#### WHAT THIS TASK INVOLVES
In the entries that follow, the lines from the one with "Segment railhead under" through the one with "Segment transporter tire" are the ones to write out, exactly and with both ends included. Nothing else should appear.

#### MATERIAL FOR THE TASK
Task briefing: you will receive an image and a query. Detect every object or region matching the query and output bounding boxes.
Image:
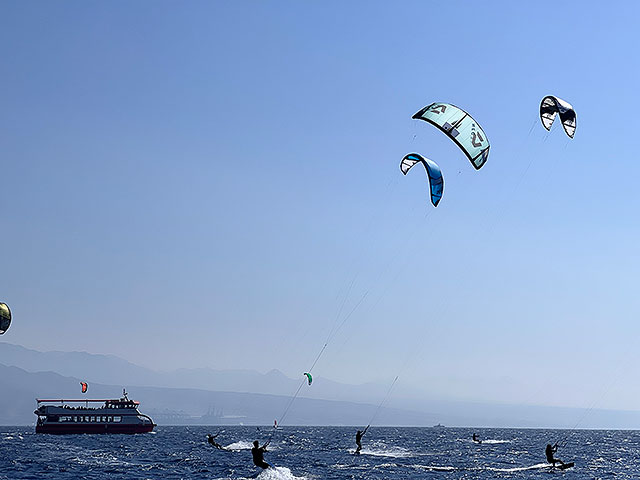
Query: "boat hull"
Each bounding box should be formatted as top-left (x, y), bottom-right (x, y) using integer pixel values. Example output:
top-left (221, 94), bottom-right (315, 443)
top-left (36, 423), bottom-right (155, 434)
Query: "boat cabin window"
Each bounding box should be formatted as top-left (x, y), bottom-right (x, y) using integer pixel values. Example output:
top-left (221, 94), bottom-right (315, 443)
top-left (108, 416), bottom-right (113, 422)
top-left (113, 416), bottom-right (122, 423)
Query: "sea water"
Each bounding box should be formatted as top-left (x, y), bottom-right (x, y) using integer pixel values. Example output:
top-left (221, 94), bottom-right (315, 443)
top-left (0, 426), bottom-right (638, 479)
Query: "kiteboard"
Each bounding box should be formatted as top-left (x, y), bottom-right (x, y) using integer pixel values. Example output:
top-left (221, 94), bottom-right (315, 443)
top-left (554, 462), bottom-right (574, 470)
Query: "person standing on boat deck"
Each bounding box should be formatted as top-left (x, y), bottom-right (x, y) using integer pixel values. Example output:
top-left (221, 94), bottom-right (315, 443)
top-left (355, 425), bottom-right (369, 454)
top-left (252, 439), bottom-right (271, 469)
top-left (545, 443), bottom-right (564, 467)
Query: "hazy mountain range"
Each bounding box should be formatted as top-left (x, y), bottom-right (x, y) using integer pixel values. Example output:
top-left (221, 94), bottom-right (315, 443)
top-left (0, 342), bottom-right (386, 403)
top-left (2, 342), bottom-right (640, 429)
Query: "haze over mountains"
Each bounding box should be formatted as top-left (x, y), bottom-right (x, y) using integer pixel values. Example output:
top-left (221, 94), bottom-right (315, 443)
top-left (0, 342), bottom-right (390, 403)
top-left (2, 342), bottom-right (640, 429)
top-left (0, 342), bottom-right (435, 426)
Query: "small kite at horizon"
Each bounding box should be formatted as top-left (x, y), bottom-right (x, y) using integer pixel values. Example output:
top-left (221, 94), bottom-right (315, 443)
top-left (303, 372), bottom-right (312, 386)
top-left (0, 303), bottom-right (11, 335)
top-left (400, 153), bottom-right (444, 207)
top-left (80, 382), bottom-right (88, 393)
top-left (540, 95), bottom-right (576, 138)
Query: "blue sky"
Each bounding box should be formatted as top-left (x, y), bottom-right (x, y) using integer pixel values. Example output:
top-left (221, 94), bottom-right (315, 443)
top-left (2, 1), bottom-right (640, 412)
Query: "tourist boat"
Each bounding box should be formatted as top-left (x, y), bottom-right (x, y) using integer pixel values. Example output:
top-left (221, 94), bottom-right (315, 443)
top-left (34, 390), bottom-right (155, 434)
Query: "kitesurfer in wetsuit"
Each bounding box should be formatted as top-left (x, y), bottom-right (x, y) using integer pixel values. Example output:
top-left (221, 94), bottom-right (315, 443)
top-left (252, 440), bottom-right (271, 469)
top-left (545, 443), bottom-right (564, 467)
top-left (472, 433), bottom-right (481, 443)
top-left (355, 425), bottom-right (369, 454)
top-left (207, 432), bottom-right (225, 450)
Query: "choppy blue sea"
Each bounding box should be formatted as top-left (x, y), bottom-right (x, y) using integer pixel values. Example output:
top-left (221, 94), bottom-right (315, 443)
top-left (1, 426), bottom-right (638, 479)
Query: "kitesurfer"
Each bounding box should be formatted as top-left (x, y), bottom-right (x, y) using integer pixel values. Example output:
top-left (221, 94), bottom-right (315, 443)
top-left (545, 443), bottom-right (564, 467)
top-left (252, 440), bottom-right (271, 469)
top-left (355, 425), bottom-right (369, 454)
top-left (207, 433), bottom-right (225, 450)
top-left (472, 433), bottom-right (481, 443)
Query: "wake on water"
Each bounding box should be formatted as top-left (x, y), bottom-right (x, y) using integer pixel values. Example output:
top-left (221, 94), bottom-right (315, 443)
top-left (345, 438), bottom-right (515, 473)
top-left (223, 440), bottom-right (282, 451)
top-left (225, 441), bottom-right (254, 451)
top-left (488, 462), bottom-right (553, 472)
top-left (410, 464), bottom-right (456, 472)
top-left (458, 438), bottom-right (511, 444)
top-left (349, 439), bottom-right (510, 459)
top-left (348, 445), bottom-right (414, 458)
top-left (232, 466), bottom-right (306, 480)
top-left (456, 438), bottom-right (511, 446)
top-left (342, 460), bottom-right (563, 475)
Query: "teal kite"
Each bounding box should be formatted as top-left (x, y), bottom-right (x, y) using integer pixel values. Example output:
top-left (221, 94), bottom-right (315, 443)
top-left (412, 103), bottom-right (490, 170)
top-left (400, 153), bottom-right (444, 207)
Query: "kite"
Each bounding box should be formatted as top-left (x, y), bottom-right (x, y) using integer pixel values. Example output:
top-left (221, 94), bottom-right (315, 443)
top-left (303, 372), bottom-right (312, 386)
top-left (412, 102), bottom-right (490, 170)
top-left (400, 153), bottom-right (444, 207)
top-left (540, 95), bottom-right (576, 138)
top-left (0, 303), bottom-right (11, 335)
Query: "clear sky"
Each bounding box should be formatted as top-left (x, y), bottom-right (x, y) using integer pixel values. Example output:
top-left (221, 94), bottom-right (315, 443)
top-left (2, 1), bottom-right (640, 413)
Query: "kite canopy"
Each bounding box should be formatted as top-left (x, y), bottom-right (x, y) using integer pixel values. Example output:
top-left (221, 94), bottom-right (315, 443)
top-left (303, 372), bottom-right (312, 385)
top-left (400, 153), bottom-right (444, 207)
top-left (540, 95), bottom-right (576, 138)
top-left (0, 303), bottom-right (11, 335)
top-left (412, 103), bottom-right (490, 170)
top-left (80, 382), bottom-right (88, 394)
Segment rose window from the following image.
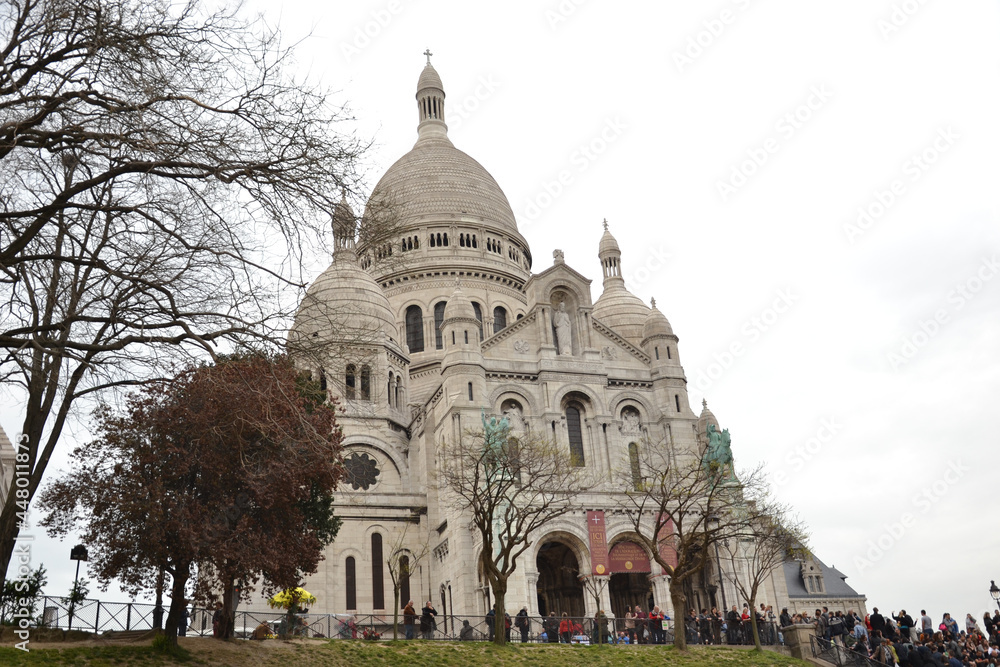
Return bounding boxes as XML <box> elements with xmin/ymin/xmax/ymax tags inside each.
<box><xmin>343</xmin><ymin>452</ymin><xmax>380</xmax><ymax>490</ymax></box>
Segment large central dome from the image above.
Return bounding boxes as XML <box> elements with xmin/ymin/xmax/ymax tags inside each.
<box><xmin>367</xmin><ymin>138</ymin><xmax>519</xmax><ymax>232</ymax></box>
<box><xmin>358</xmin><ymin>57</ymin><xmax>531</xmax><ymax>288</ymax></box>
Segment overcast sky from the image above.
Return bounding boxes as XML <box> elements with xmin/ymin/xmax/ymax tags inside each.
<box><xmin>6</xmin><ymin>0</ymin><xmax>1000</xmax><ymax>623</ymax></box>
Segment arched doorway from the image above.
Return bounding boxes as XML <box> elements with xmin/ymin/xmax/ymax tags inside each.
<box><xmin>535</xmin><ymin>541</ymin><xmax>585</xmax><ymax>618</ymax></box>
<box><xmin>607</xmin><ymin>540</ymin><xmax>654</xmax><ymax>617</ymax></box>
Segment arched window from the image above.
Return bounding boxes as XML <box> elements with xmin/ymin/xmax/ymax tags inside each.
<box><xmin>628</xmin><ymin>442</ymin><xmax>642</xmax><ymax>491</ymax></box>
<box><xmin>493</xmin><ymin>306</ymin><xmax>507</xmax><ymax>333</ymax></box>
<box><xmin>566</xmin><ymin>404</ymin><xmax>585</xmax><ymax>467</ymax></box>
<box><xmin>372</xmin><ymin>533</ymin><xmax>384</xmax><ymax>609</ymax></box>
<box><xmin>345</xmin><ymin>364</ymin><xmax>356</xmax><ymax>400</ymax></box>
<box><xmin>399</xmin><ymin>555</ymin><xmax>410</xmax><ymax>604</ymax></box>
<box><xmin>395</xmin><ymin>375</ymin><xmax>403</xmax><ymax>408</ymax></box>
<box><xmin>387</xmin><ymin>372</ymin><xmax>394</xmax><ymax>407</ymax></box>
<box><xmin>434</xmin><ymin>301</ymin><xmax>447</xmax><ymax>350</ymax></box>
<box><xmin>360</xmin><ymin>365</ymin><xmax>371</xmax><ymax>401</ymax></box>
<box><xmin>675</xmin><ymin>394</ymin><xmax>681</xmax><ymax>412</ymax></box>
<box><xmin>406</xmin><ymin>305</ymin><xmax>424</xmax><ymax>353</ymax></box>
<box><xmin>467</xmin><ymin>382</ymin><xmax>474</xmax><ymax>401</ymax></box>
<box><xmin>346</xmin><ymin>556</ymin><xmax>357</xmax><ymax>610</ymax></box>
<box><xmin>471</xmin><ymin>302</ymin><xmax>484</xmax><ymax>341</ymax></box>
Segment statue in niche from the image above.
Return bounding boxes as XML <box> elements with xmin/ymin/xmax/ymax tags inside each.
<box><xmin>552</xmin><ymin>302</ymin><xmax>573</xmax><ymax>356</ymax></box>
<box><xmin>502</xmin><ymin>402</ymin><xmax>525</xmax><ymax>434</ymax></box>
<box><xmin>620</xmin><ymin>408</ymin><xmax>641</xmax><ymax>435</ymax></box>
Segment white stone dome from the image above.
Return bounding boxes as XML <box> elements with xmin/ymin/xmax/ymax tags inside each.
<box><xmin>364</xmin><ymin>140</ymin><xmax>519</xmax><ymax>234</ymax></box>
<box><xmin>593</xmin><ymin>285</ymin><xmax>649</xmax><ymax>344</ymax></box>
<box><xmin>642</xmin><ymin>298</ymin><xmax>675</xmax><ymax>340</ymax></box>
<box><xmin>291</xmin><ymin>249</ymin><xmax>398</xmax><ymax>348</ymax></box>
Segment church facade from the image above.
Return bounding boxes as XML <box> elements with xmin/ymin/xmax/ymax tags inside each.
<box><xmin>285</xmin><ymin>57</ymin><xmax>866</xmax><ymax>625</ymax></box>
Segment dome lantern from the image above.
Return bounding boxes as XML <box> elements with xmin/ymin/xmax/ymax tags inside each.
<box><xmin>416</xmin><ymin>49</ymin><xmax>449</xmax><ymax>144</ymax></box>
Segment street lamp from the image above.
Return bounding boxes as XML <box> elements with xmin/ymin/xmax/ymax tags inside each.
<box><xmin>990</xmin><ymin>580</ymin><xmax>1000</xmax><ymax>613</ymax></box>
<box><xmin>68</xmin><ymin>545</ymin><xmax>88</xmax><ymax>630</ymax></box>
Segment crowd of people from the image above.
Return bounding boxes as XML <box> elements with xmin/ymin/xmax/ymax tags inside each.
<box><xmin>804</xmin><ymin>606</ymin><xmax>1000</xmax><ymax>666</ymax></box>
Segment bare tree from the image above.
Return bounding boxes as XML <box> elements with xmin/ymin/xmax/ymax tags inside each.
<box><xmin>614</xmin><ymin>438</ymin><xmax>770</xmax><ymax>651</ymax></box>
<box><xmin>386</xmin><ymin>522</ymin><xmax>429</xmax><ymax>640</ymax></box>
<box><xmin>438</xmin><ymin>420</ymin><xmax>589</xmax><ymax>645</ymax></box>
<box><xmin>719</xmin><ymin>502</ymin><xmax>809</xmax><ymax>651</ymax></box>
<box><xmin>0</xmin><ymin>0</ymin><xmax>384</xmax><ymax>582</ymax></box>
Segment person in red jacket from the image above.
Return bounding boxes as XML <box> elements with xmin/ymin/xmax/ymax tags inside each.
<box><xmin>649</xmin><ymin>605</ymin><xmax>665</xmax><ymax>644</ymax></box>
<box><xmin>559</xmin><ymin>612</ymin><xmax>571</xmax><ymax>644</ymax></box>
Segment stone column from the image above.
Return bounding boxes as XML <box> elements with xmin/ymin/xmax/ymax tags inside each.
<box><xmin>596</xmin><ymin>576</ymin><xmax>613</xmax><ymax>618</ymax></box>
<box><xmin>525</xmin><ymin>571</ymin><xmax>539</xmax><ymax>615</ymax></box>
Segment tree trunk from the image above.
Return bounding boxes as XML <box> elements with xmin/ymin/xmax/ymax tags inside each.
<box><xmin>393</xmin><ymin>587</ymin><xmax>399</xmax><ymax>640</ymax></box>
<box><xmin>220</xmin><ymin>578</ymin><xmax>236</xmax><ymax>640</ymax></box>
<box><xmin>749</xmin><ymin>601</ymin><xmax>762</xmax><ymax>652</ymax></box>
<box><xmin>670</xmin><ymin>583</ymin><xmax>688</xmax><ymax>650</ymax></box>
<box><xmin>161</xmin><ymin>564</ymin><xmax>190</xmax><ymax>647</ymax></box>
<box><xmin>492</xmin><ymin>579</ymin><xmax>508</xmax><ymax>646</ymax></box>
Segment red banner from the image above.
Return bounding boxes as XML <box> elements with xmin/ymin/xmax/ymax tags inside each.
<box><xmin>587</xmin><ymin>510</ymin><xmax>609</xmax><ymax>575</ymax></box>
<box><xmin>656</xmin><ymin>514</ymin><xmax>678</xmax><ymax>570</ymax></box>
<box><xmin>608</xmin><ymin>540</ymin><xmax>651</xmax><ymax>573</ymax></box>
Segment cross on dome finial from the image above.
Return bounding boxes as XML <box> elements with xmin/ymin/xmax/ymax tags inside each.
<box><xmin>702</xmin><ymin>398</ymin><xmax>708</xmax><ymax>409</ymax></box>
<box><xmin>602</xmin><ymin>218</ymin><xmax>608</xmax><ymax>231</ymax></box>
<box><xmin>650</xmin><ymin>297</ymin><xmax>656</xmax><ymax>308</ymax></box>
<box><xmin>424</xmin><ymin>49</ymin><xmax>433</xmax><ymax>65</ymax></box>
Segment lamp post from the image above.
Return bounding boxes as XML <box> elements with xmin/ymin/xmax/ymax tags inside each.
<box><xmin>68</xmin><ymin>545</ymin><xmax>88</xmax><ymax>631</ymax></box>
<box><xmin>990</xmin><ymin>580</ymin><xmax>1000</xmax><ymax>614</ymax></box>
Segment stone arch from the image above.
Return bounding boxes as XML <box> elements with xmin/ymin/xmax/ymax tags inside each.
<box><xmin>341</xmin><ymin>439</ymin><xmax>407</xmax><ymax>491</ymax></box>
<box><xmin>608</xmin><ymin>391</ymin><xmax>656</xmax><ymax>419</ymax></box>
<box><xmin>551</xmin><ymin>384</ymin><xmax>602</xmax><ymax>415</ymax></box>
<box><xmin>532</xmin><ymin>527</ymin><xmax>591</xmax><ymax>619</ymax></box>
<box><xmin>487</xmin><ymin>385</ymin><xmax>537</xmax><ymax>413</ymax></box>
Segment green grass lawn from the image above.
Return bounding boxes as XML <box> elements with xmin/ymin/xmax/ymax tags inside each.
<box><xmin>0</xmin><ymin>639</ymin><xmax>812</xmax><ymax>666</ymax></box>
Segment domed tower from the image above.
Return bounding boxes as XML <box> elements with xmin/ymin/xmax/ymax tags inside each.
<box><xmin>592</xmin><ymin>220</ymin><xmax>649</xmax><ymax>346</ymax></box>
<box><xmin>642</xmin><ymin>297</ymin><xmax>692</xmax><ymax>418</ymax></box>
<box><xmin>357</xmin><ymin>56</ymin><xmax>532</xmax><ymax>402</ymax></box>
<box><xmin>290</xmin><ymin>196</ymin><xmax>409</xmax><ymax>418</ymax></box>
<box><xmin>439</xmin><ymin>281</ymin><xmax>486</xmax><ymax>407</ymax></box>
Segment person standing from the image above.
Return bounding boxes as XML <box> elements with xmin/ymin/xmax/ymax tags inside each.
<box><xmin>485</xmin><ymin>608</ymin><xmax>495</xmax><ymax>641</ymax></box>
<box><xmin>420</xmin><ymin>601</ymin><xmax>437</xmax><ymax>639</ymax></box>
<box><xmin>403</xmin><ymin>600</ymin><xmax>416</xmax><ymax>640</ymax></box>
<box><xmin>543</xmin><ymin>611</ymin><xmax>559</xmax><ymax>643</ymax></box>
<box><xmin>726</xmin><ymin>606</ymin><xmax>741</xmax><ymax>645</ymax></box>
<box><xmin>515</xmin><ymin>607</ymin><xmax>529</xmax><ymax>643</ymax></box>
<box><xmin>211</xmin><ymin>602</ymin><xmax>223</xmax><ymax>638</ymax></box>
<box><xmin>178</xmin><ymin>603</ymin><xmax>189</xmax><ymax>637</ymax></box>
<box><xmin>559</xmin><ymin>612</ymin><xmax>571</xmax><ymax>644</ymax></box>
<box><xmin>634</xmin><ymin>605</ymin><xmax>647</xmax><ymax>644</ymax></box>
<box><xmin>624</xmin><ymin>607</ymin><xmax>637</xmax><ymax>644</ymax></box>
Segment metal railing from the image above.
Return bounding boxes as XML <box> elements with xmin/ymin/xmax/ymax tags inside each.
<box><xmin>29</xmin><ymin>597</ymin><xmax>703</xmax><ymax>645</ymax></box>
<box><xmin>810</xmin><ymin>635</ymin><xmax>882</xmax><ymax>667</ymax></box>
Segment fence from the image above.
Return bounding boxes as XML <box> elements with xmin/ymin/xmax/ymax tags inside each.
<box><xmin>810</xmin><ymin>635</ymin><xmax>883</xmax><ymax>667</ymax></box>
<box><xmin>36</xmin><ymin>596</ymin><xmax>160</xmax><ymax>633</ymax></box>
<box><xmin>28</xmin><ymin>597</ymin><xmax>778</xmax><ymax>647</ymax></box>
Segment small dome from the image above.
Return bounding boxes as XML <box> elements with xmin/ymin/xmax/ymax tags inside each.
<box><xmin>642</xmin><ymin>298</ymin><xmax>674</xmax><ymax>341</ymax></box>
<box><xmin>442</xmin><ymin>283</ymin><xmax>477</xmax><ymax>323</ymax></box>
<box><xmin>417</xmin><ymin>63</ymin><xmax>444</xmax><ymax>93</ymax></box>
<box><xmin>697</xmin><ymin>399</ymin><xmax>720</xmax><ymax>436</ymax></box>
<box><xmin>592</xmin><ymin>284</ymin><xmax>649</xmax><ymax>344</ymax></box>
<box><xmin>598</xmin><ymin>220</ymin><xmax>620</xmax><ymax>256</ymax></box>
<box><xmin>291</xmin><ymin>250</ymin><xmax>397</xmax><ymax>349</ymax></box>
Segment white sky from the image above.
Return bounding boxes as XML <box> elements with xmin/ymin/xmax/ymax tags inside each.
<box><xmin>5</xmin><ymin>0</ymin><xmax>1000</xmax><ymax>624</ymax></box>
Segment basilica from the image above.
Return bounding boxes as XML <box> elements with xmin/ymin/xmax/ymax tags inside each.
<box><xmin>284</xmin><ymin>57</ymin><xmax>865</xmax><ymax>625</ymax></box>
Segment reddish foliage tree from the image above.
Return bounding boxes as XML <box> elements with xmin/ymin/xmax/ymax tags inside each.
<box><xmin>39</xmin><ymin>354</ymin><xmax>342</xmax><ymax>646</ymax></box>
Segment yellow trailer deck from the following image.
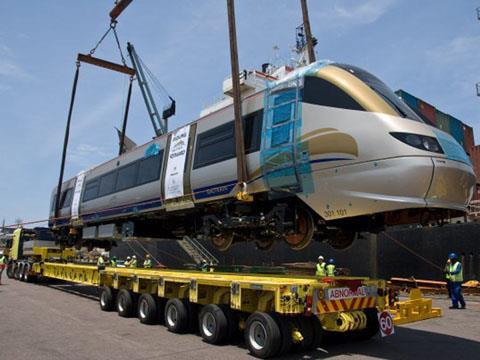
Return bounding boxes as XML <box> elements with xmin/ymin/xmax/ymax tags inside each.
<box><xmin>11</xmin><ymin>259</ymin><xmax>389</xmax><ymax>358</ymax></box>
<box><xmin>7</xmin><ymin>237</ymin><xmax>390</xmax><ymax>359</ymax></box>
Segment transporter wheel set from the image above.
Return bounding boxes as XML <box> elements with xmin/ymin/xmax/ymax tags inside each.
<box><xmin>97</xmin><ymin>286</ymin><xmax>379</xmax><ymax>358</ymax></box>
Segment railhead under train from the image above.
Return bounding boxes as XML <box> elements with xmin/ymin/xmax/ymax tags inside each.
<box><xmin>49</xmin><ymin>60</ymin><xmax>476</xmax><ymax>251</ymax></box>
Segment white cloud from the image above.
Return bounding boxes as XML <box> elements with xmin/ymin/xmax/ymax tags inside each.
<box><xmin>0</xmin><ymin>43</ymin><xmax>32</xmax><ymax>81</ymax></box>
<box><xmin>426</xmin><ymin>35</ymin><xmax>480</xmax><ymax>65</ymax></box>
<box><xmin>319</xmin><ymin>0</ymin><xmax>397</xmax><ymax>29</ymax></box>
<box><xmin>68</xmin><ymin>143</ymin><xmax>112</xmax><ymax>167</ymax></box>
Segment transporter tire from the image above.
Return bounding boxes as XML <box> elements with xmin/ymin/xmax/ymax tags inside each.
<box><xmin>22</xmin><ymin>264</ymin><xmax>31</xmax><ymax>282</ymax></box>
<box><xmin>99</xmin><ymin>287</ymin><xmax>116</xmax><ymax>311</ymax></box>
<box><xmin>137</xmin><ymin>293</ymin><xmax>158</xmax><ymax>325</ymax></box>
<box><xmin>270</xmin><ymin>312</ymin><xmax>293</xmax><ymax>355</ymax></box>
<box><xmin>219</xmin><ymin>304</ymin><xmax>239</xmax><ymax>341</ymax></box>
<box><xmin>199</xmin><ymin>304</ymin><xmax>229</xmax><ymax>344</ymax></box>
<box><xmin>116</xmin><ymin>289</ymin><xmax>136</xmax><ymax>317</ymax></box>
<box><xmin>164</xmin><ymin>298</ymin><xmax>189</xmax><ymax>334</ymax></box>
<box><xmin>15</xmin><ymin>263</ymin><xmax>23</xmax><ymax>281</ymax></box>
<box><xmin>355</xmin><ymin>308</ymin><xmax>379</xmax><ymax>340</ymax></box>
<box><xmin>6</xmin><ymin>262</ymin><xmax>14</xmax><ymax>279</ymax></box>
<box><xmin>310</xmin><ymin>315</ymin><xmax>324</xmax><ymax>348</ymax></box>
<box><xmin>245</xmin><ymin>312</ymin><xmax>282</xmax><ymax>359</ymax></box>
<box><xmin>292</xmin><ymin>316</ymin><xmax>315</xmax><ymax>352</ymax></box>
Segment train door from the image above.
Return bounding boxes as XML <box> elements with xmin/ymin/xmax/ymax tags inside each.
<box><xmin>162</xmin><ymin>124</ymin><xmax>197</xmax><ymax>211</ymax></box>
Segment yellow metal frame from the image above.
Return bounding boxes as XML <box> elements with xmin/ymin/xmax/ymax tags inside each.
<box><xmin>389</xmin><ymin>289</ymin><xmax>442</xmax><ymax>325</ymax></box>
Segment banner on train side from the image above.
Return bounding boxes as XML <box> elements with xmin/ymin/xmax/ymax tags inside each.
<box><xmin>164</xmin><ymin>125</ymin><xmax>190</xmax><ymax>200</ymax></box>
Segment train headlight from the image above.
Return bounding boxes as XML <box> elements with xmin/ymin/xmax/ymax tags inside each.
<box><xmin>390</xmin><ymin>132</ymin><xmax>444</xmax><ymax>154</ymax></box>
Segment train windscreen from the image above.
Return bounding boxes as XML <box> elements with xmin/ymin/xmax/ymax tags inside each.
<box><xmin>334</xmin><ymin>64</ymin><xmax>423</xmax><ymax>123</ymax></box>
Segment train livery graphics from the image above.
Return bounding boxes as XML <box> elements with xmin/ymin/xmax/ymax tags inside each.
<box><xmin>49</xmin><ymin>61</ymin><xmax>476</xmax><ymax>251</ymax></box>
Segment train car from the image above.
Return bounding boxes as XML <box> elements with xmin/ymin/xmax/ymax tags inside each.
<box><xmin>49</xmin><ymin>61</ymin><xmax>476</xmax><ymax>251</ymax></box>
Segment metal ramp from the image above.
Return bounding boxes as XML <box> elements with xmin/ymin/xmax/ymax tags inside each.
<box><xmin>261</xmin><ymin>77</ymin><xmax>308</xmax><ymax>193</ymax></box>
<box><xmin>177</xmin><ymin>236</ymin><xmax>219</xmax><ymax>265</ymax></box>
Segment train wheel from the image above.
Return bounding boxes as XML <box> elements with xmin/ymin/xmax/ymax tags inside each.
<box><xmin>116</xmin><ymin>289</ymin><xmax>136</xmax><ymax>317</ymax></box>
<box><xmin>99</xmin><ymin>287</ymin><xmax>116</xmax><ymax>311</ymax></box>
<box><xmin>328</xmin><ymin>230</ymin><xmax>357</xmax><ymax>250</ymax></box>
<box><xmin>199</xmin><ymin>304</ymin><xmax>229</xmax><ymax>344</ymax></box>
<box><xmin>164</xmin><ymin>298</ymin><xmax>189</xmax><ymax>334</ymax></box>
<box><xmin>285</xmin><ymin>207</ymin><xmax>314</xmax><ymax>251</ymax></box>
<box><xmin>254</xmin><ymin>238</ymin><xmax>275</xmax><ymax>251</ymax></box>
<box><xmin>211</xmin><ymin>232</ymin><xmax>234</xmax><ymax>251</ymax></box>
<box><xmin>245</xmin><ymin>312</ymin><xmax>282</xmax><ymax>359</ymax></box>
<box><xmin>138</xmin><ymin>293</ymin><xmax>159</xmax><ymax>325</ymax></box>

#### FINISHED TASK
Segment railhead under train from the image above.
Return bounding boxes as XML <box> elements with xmin/ymin/xmax/ymax tags inside each.
<box><xmin>49</xmin><ymin>60</ymin><xmax>476</xmax><ymax>251</ymax></box>
Segment white cloud from the image above.
Return bounding boxes as XML <box> elements with xmin/ymin/xmax/ymax tags inside each.
<box><xmin>0</xmin><ymin>43</ymin><xmax>32</xmax><ymax>81</ymax></box>
<box><xmin>426</xmin><ymin>35</ymin><xmax>480</xmax><ymax>65</ymax></box>
<box><xmin>319</xmin><ymin>0</ymin><xmax>397</xmax><ymax>29</ymax></box>
<box><xmin>68</xmin><ymin>143</ymin><xmax>112</xmax><ymax>167</ymax></box>
Segment transporter tire from the image above.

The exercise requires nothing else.